───── Data extract ─────

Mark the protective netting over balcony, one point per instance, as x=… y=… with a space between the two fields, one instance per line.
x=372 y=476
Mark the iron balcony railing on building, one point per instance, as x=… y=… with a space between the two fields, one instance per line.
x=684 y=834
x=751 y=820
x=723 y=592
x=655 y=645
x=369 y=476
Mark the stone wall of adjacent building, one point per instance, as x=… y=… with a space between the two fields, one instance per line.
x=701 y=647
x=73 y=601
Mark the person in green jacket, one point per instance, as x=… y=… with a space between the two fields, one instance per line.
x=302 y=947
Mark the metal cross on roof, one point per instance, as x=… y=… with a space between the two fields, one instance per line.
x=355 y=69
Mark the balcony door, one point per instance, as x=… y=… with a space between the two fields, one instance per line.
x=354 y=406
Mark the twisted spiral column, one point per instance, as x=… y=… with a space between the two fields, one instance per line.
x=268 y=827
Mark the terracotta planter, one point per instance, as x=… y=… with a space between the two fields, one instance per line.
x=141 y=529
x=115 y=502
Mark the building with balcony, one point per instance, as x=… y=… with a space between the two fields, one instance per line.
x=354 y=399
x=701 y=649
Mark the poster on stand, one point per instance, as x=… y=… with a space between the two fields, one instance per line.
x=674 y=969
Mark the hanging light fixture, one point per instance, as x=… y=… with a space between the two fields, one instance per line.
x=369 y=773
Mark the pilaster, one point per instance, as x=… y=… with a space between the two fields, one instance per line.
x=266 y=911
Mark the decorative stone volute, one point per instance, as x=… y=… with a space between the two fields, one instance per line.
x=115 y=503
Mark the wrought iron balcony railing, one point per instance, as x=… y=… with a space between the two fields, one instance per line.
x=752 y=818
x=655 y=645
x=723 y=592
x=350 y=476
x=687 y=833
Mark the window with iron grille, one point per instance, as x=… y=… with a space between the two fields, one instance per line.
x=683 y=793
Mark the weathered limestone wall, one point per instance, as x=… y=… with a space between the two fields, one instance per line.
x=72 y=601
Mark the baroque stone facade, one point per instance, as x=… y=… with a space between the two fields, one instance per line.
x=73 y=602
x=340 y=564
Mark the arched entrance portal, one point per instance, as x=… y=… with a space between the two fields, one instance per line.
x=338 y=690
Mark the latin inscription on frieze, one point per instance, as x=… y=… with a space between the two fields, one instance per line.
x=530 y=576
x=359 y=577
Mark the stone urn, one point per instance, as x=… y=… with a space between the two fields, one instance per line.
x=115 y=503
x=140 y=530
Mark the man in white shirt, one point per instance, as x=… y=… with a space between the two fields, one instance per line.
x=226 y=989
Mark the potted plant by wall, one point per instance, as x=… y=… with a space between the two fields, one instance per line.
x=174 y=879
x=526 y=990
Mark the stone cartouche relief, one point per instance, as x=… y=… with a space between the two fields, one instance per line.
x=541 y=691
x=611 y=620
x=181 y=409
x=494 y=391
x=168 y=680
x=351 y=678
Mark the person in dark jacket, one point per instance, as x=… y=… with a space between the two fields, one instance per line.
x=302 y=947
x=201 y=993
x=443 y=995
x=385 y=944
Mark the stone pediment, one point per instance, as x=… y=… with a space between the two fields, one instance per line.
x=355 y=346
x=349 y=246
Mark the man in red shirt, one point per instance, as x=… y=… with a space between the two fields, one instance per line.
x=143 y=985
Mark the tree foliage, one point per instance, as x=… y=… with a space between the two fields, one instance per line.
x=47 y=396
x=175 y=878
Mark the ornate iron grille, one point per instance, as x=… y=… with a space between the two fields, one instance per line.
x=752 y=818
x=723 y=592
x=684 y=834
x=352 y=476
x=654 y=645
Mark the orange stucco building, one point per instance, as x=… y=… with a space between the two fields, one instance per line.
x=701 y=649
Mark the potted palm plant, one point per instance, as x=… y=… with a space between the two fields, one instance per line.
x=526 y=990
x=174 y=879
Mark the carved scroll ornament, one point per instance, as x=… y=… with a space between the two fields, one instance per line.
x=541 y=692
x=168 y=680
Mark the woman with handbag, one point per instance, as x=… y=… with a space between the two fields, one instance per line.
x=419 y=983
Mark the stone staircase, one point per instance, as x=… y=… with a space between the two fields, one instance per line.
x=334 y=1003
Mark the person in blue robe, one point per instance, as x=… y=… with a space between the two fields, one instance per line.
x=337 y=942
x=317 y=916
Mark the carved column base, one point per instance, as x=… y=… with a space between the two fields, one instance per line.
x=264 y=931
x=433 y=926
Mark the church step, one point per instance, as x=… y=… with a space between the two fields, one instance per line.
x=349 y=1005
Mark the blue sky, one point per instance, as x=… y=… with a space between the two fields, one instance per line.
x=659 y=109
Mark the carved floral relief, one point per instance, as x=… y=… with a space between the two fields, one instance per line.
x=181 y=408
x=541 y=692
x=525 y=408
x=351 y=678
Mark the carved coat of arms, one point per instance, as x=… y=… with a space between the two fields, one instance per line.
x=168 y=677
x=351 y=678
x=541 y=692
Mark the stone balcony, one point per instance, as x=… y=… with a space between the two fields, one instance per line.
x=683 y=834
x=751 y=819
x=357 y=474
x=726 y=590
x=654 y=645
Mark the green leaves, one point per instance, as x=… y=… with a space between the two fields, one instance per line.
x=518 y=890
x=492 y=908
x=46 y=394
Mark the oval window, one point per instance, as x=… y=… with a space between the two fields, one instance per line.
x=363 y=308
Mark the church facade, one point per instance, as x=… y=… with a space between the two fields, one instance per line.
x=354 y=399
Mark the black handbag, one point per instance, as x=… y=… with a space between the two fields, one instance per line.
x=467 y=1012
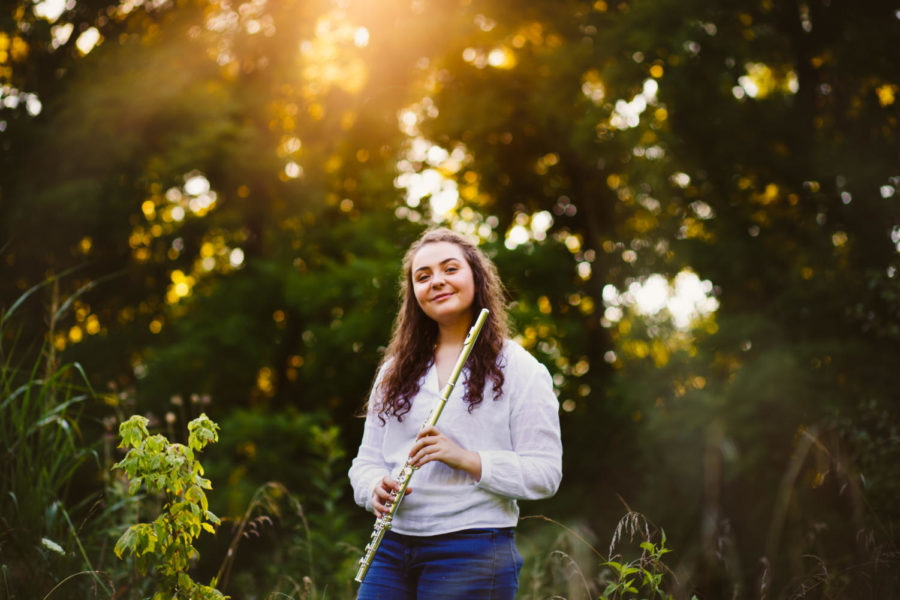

─────

Description of the task: Put every line of the rows above into a Markdown table with the columns No. and Text, numbering each line and omitting blank lines. Keep the pictures out of the table.

Finished exercise:
| No. | Text |
|---|---|
| 1 | Mark the protective netting over balcony, one point per instance, as x=… y=… with a space between the two fields, one instance per line. |
| 2 | x=372 y=476 |
| 3 | Mark the iron balcony railing on building, one point per instance, as x=… y=… with a space between the two fields, one instance per line. |
| 4 | x=684 y=834 |
| 5 | x=751 y=820 |
| 6 | x=723 y=592 |
| 7 | x=655 y=645 |
| 8 | x=369 y=476 |
| 9 | Mark the stone wall of adjacent building, one point per instance, as x=… y=… with a space between the two fields, one instance per line. |
| 10 | x=701 y=647 |
| 11 | x=73 y=601 |
| 12 | Mark the person in green jacket, one point per instance, as x=… y=… with a space between the two fields, one instance per line. |
| 13 | x=302 y=947 |
| 14 | Mark the metal cross on roof, one point per instance, as x=… y=… with a space between the two fields, one instance per line. |
| 15 | x=355 y=69 |
| 16 | Mark the balcony door, one point per instance, as x=… y=… with a space between the two fields, one instance per line. |
| 17 | x=354 y=406 |
| 18 | Mark the twisted spiral column, one point per instance, as x=… y=… with a space between the two fields, one instance per line. |
| 19 | x=268 y=827 |
| 20 | Mark the terracotta planter, one point per instance, as x=… y=… with a space between the two fields, one instance per line. |
| 21 | x=141 y=529 |
| 22 | x=115 y=502 |
| 23 | Mark the building with balcony, one point per instance, as x=… y=… with a space between the two fields, one instance per line. |
| 24 | x=354 y=399 |
| 25 | x=701 y=649 |
| 26 | Mark the poster on stand, one point per instance, as x=… y=… with a space between the two fields, one instance per line. |
| 27 | x=674 y=969 |
| 28 | Mark the hanging light fixture, one point per instance, as x=… y=… with a space between the two fields, one instance per line. |
| 29 | x=369 y=773 |
| 30 | Mark the pilaster, one point per instance, as x=… y=… with a space between the two fields, one instance per line. |
| 31 | x=266 y=911 |
| 32 | Mark the decorative stone volute, one point per instance, as x=… y=… with a space between the two fields, one instance per line. |
| 33 | x=115 y=503 |
| 34 | Mark the wrought iron balcony railing, one point per instance, as x=… y=… with a space between the two fields, one instance per line. |
| 35 | x=752 y=818 |
| 36 | x=655 y=645 |
| 37 | x=723 y=592 |
| 38 | x=350 y=476 |
| 39 | x=687 y=833 |
| 40 | Mark the window with iron grille, one point per instance, as x=… y=… with a space between the two fields, one instance per line. |
| 41 | x=683 y=793 |
| 42 | Mark the weathered limestone wall, one point per instance, as x=… y=… with a space between the two fields, one instance per line. |
| 43 | x=72 y=601 |
| 44 | Mark the baroque stone facade, one point per instance, as x=… y=… with a space between the two fields, one instance per line. |
| 45 | x=73 y=602 |
| 46 | x=340 y=564 |
| 47 | Mark the arched entrance portal, one point per instance, as x=… y=… with a space between the two fields, one instance per line. |
| 48 | x=338 y=690 |
| 49 | Mark the latin inscription on frieze, one point per instance, as x=… y=… with a space between the two fields, one instance per line. |
| 50 | x=530 y=576 |
| 51 | x=359 y=577 |
| 52 | Mark the stone urn, one point per instance, as x=… y=… with a space between the two fields, one instance per line. |
| 53 | x=115 y=503 |
| 54 | x=140 y=530 |
| 55 | Mark the man in white shirt, one point per instance, as x=… y=… with a space between the two fields, one instance per line. |
| 56 | x=226 y=989 |
| 57 | Mark the potted plant by wall, one point per instance, as x=… y=… with a space between the two fields, one instance per line. |
| 58 | x=174 y=879 |
| 59 | x=526 y=990 |
| 60 | Mark the stone cartouche relief, one point per instance, as x=… y=… with a space between the two fields, one instance per line. |
| 61 | x=541 y=691 |
| 62 | x=611 y=620 |
| 63 | x=181 y=409 |
| 64 | x=494 y=391 |
| 65 | x=168 y=680 |
| 66 | x=351 y=678 |
| 67 | Mark the person in dark jacket, one point per instance, as x=… y=… with a space between the two fields, one instance per line. |
| 68 | x=302 y=947 |
| 69 | x=201 y=993 |
| 70 | x=443 y=995 |
| 71 | x=385 y=944 |
| 72 | Mark the stone pediment, one point per instance, as x=… y=… with a space between the two fields, one instance per line. |
| 73 | x=355 y=346 |
| 74 | x=349 y=246 |
| 75 | Mark the man in red shirt, one point per instance, as x=… y=… with a space between the two fields, one instance per line. |
| 76 | x=143 y=985 |
| 77 | Mark the tree foliage, one point per instance, as x=… y=… with a space between the two fields, one instance per line. |
| 78 | x=47 y=396 |
| 79 | x=175 y=878 |
| 80 | Mark the ornate iron grille, one point per instance, as x=… y=… with a space between the two fields, one instance per line. |
| 81 | x=752 y=818 |
| 82 | x=723 y=592 |
| 83 | x=684 y=834 |
| 84 | x=352 y=476 |
| 85 | x=654 y=645 |
| 86 | Mark the orange stucco building, one point per instance, as x=… y=… with a space between the two fields, one instance per line. |
| 87 | x=701 y=649 |
| 88 | Mark the potted palm plant, one point per instance, as x=… y=… with a space between the two fields, one instance per line. |
| 89 | x=526 y=990 |
| 90 | x=174 y=879 |
| 91 | Mark the carved scroll ornament, one point per instance, as x=… y=… with a space between the two fields, one instance per line. |
| 92 | x=541 y=692 |
| 93 | x=168 y=680 |
| 94 | Mark the woman with handbag, one point per instance, as x=… y=… with a space between the two fields, one instance per line. |
| 95 | x=419 y=983 |
| 96 | Mark the stone staircase, one point per instance, as x=… y=… with a space between the two fields, one instance per line. |
| 97 | x=334 y=1003 |
| 98 | Mark the person in blue robe, one point per instance, as x=… y=… with a space between the two fields, one instance per line. |
| 99 | x=337 y=942 |
| 100 | x=317 y=916 |
| 101 | Mark the carved column base, one point per instance, as x=… y=… with a space between the two fields, one instance per line. |
| 102 | x=264 y=931 |
| 103 | x=433 y=926 |
| 104 | Mark the church step, one point per instance, as x=… y=… with a space between the two fields, one instance per line. |
| 105 | x=349 y=1005 |
| 106 | Mark the blue sky, one point per instance, as x=… y=… with a space between the two fields, one instance per line. |
| 107 | x=659 y=109 |
| 108 | Mark the carved floral relief, one point per instance, as x=… y=… with a space between the two fields, one instance per line. |
| 109 | x=181 y=408 |
| 110 | x=541 y=692 |
| 111 | x=525 y=408 |
| 112 | x=351 y=678 |
| 113 | Mark the carved coat of arms, one point per instance, as x=… y=… with a space between the two fields, one instance per line. |
| 114 | x=168 y=677 |
| 115 | x=351 y=678 |
| 116 | x=541 y=692 |
| 117 | Mark the stone balcony, one point per instance, as x=… y=… with a space between the two fields, one instance per line. |
| 118 | x=683 y=834 |
| 119 | x=751 y=819 |
| 120 | x=357 y=474 |
| 121 | x=726 y=590 |
| 122 | x=654 y=645 |
| 123 | Mark the green leaves, one point per instance, as x=… y=… with a space between the two fields, one instance per line. |
| 124 | x=518 y=890 |
| 125 | x=492 y=908 |
| 126 | x=46 y=394 |
| 127 | Mark the oval window, one point per instance, as x=… y=… with a space between the two fields, one instance per line. |
| 128 | x=363 y=308 |
| 129 | Mark the church facade, one point per instance, as x=… y=… with a space between the two fields, one instance per line. |
| 130 | x=354 y=399 |
| 131 | Mark the black handbag, one point per instance, as x=… y=… with a space between the two fields, one instance per line. |
| 132 | x=467 y=1012 |